What is being asked: Find each line in the entries below that contains the word "negative", and copy every such line out in full.

Dataset:
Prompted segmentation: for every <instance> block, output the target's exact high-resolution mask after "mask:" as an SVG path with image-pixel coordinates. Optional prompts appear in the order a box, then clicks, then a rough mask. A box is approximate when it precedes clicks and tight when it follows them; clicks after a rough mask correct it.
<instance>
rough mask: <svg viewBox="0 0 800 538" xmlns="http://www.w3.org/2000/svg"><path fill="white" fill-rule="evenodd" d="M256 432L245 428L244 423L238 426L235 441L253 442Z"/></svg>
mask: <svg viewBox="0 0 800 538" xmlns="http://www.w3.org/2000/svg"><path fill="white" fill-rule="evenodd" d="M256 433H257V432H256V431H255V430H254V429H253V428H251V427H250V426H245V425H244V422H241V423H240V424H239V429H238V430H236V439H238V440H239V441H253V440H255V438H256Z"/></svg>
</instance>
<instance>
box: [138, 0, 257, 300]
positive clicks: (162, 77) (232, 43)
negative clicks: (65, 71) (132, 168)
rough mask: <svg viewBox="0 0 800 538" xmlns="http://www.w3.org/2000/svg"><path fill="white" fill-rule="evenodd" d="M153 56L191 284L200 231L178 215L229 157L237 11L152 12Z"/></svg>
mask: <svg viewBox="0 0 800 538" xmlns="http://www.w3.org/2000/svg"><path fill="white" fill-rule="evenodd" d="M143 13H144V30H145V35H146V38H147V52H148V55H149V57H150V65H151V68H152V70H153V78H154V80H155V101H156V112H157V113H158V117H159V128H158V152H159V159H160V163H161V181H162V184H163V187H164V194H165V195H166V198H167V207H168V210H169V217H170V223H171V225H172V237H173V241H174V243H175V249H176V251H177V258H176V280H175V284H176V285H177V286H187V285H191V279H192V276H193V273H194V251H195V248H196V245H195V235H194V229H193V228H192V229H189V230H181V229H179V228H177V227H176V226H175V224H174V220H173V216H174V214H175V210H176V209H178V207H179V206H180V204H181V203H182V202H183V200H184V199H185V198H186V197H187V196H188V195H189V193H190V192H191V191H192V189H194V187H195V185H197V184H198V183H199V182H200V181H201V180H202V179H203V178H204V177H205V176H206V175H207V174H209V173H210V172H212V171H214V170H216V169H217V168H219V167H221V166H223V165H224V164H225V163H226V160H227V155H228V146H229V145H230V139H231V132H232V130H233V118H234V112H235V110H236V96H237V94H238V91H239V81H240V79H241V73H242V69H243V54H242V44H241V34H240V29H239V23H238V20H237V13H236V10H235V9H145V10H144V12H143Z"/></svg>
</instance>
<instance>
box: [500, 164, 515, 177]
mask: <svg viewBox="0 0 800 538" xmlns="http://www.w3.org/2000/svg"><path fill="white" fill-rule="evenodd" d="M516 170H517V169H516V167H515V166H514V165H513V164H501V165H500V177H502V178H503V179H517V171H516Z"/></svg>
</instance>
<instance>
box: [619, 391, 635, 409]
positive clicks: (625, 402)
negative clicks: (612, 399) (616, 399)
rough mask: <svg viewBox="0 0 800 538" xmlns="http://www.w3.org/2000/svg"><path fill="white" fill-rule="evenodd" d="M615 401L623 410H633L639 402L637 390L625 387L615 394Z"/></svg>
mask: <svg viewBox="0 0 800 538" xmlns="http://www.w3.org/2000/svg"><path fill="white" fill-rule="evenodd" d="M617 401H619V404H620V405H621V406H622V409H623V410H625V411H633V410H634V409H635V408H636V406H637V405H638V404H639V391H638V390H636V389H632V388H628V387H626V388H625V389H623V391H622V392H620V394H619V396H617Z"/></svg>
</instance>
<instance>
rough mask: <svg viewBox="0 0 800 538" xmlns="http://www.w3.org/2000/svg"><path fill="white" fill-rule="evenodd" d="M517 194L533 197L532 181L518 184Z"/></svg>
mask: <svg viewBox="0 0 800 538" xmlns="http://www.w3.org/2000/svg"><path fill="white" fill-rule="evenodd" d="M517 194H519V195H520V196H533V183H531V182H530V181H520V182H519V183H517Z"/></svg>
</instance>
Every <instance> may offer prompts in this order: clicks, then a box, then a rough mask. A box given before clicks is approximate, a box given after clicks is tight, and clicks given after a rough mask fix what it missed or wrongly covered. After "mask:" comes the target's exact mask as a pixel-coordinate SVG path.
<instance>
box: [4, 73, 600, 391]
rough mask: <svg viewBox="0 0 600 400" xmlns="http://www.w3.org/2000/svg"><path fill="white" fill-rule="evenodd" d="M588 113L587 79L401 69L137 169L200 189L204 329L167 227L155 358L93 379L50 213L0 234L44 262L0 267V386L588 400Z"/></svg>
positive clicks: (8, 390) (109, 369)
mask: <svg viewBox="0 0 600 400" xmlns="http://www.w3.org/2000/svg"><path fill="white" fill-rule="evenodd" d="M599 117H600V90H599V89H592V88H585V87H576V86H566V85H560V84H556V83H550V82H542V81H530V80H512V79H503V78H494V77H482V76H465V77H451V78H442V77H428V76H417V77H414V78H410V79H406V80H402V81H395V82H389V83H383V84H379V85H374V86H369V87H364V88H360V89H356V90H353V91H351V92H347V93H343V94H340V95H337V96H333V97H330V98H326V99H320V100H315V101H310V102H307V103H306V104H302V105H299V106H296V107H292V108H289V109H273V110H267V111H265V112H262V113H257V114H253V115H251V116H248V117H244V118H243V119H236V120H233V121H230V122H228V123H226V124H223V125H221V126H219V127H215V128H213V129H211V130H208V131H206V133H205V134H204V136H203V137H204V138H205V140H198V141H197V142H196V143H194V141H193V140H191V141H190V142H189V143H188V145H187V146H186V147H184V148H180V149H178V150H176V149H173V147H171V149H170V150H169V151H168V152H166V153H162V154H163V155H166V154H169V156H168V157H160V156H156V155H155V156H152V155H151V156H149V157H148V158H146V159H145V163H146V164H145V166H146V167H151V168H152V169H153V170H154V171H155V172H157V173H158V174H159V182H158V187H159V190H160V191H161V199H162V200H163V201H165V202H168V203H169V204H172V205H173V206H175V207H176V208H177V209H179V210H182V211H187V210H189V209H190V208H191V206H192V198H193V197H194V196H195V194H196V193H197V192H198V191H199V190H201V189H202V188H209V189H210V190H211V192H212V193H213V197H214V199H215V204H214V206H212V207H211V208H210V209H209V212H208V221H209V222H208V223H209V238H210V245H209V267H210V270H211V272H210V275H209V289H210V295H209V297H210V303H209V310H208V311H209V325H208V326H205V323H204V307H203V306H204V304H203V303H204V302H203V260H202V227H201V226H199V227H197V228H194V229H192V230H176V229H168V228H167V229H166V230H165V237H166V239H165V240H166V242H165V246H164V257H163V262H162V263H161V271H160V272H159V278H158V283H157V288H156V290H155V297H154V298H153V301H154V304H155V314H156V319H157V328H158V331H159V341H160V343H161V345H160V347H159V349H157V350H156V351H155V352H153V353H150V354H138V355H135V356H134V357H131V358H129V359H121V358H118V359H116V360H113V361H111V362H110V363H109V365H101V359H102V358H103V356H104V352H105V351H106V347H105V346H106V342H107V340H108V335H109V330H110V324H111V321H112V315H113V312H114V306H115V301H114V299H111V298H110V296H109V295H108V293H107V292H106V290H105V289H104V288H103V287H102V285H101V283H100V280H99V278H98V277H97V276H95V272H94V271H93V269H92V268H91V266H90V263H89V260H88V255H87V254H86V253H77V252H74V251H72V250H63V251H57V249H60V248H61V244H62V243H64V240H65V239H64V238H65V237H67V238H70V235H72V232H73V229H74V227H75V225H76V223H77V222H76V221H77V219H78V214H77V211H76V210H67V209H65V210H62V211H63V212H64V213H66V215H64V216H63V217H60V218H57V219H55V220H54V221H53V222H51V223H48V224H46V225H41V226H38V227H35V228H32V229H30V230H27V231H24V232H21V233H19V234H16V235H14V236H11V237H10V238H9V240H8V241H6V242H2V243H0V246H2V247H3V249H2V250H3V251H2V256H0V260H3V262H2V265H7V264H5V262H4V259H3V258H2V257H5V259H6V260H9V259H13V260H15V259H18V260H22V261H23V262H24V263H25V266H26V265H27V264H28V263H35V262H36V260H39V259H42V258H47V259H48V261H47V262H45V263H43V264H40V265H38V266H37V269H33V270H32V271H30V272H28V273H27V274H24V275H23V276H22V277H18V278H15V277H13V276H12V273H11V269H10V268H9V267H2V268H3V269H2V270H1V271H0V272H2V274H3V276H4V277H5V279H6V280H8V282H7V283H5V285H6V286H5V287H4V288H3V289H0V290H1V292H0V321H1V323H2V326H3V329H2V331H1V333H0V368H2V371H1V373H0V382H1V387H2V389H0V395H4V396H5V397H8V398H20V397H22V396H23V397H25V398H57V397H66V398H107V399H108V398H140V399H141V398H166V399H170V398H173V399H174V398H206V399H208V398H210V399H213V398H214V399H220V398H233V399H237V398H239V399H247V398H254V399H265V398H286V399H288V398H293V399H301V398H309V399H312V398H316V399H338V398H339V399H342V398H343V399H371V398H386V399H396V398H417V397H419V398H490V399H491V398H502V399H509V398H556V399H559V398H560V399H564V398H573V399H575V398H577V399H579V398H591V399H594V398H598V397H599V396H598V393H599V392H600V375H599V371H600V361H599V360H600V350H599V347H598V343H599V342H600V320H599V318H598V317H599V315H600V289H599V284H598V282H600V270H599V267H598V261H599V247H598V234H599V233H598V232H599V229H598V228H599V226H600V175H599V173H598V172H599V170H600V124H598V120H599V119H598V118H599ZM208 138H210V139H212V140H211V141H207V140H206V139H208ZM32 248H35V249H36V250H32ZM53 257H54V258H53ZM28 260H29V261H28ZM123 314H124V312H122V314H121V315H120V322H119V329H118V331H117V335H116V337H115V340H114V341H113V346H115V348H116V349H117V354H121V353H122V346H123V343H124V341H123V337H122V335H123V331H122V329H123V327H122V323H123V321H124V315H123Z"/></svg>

Worked solution:
negative clicks: (65, 71) (132, 168)
negative clicks: (612, 399) (616, 399)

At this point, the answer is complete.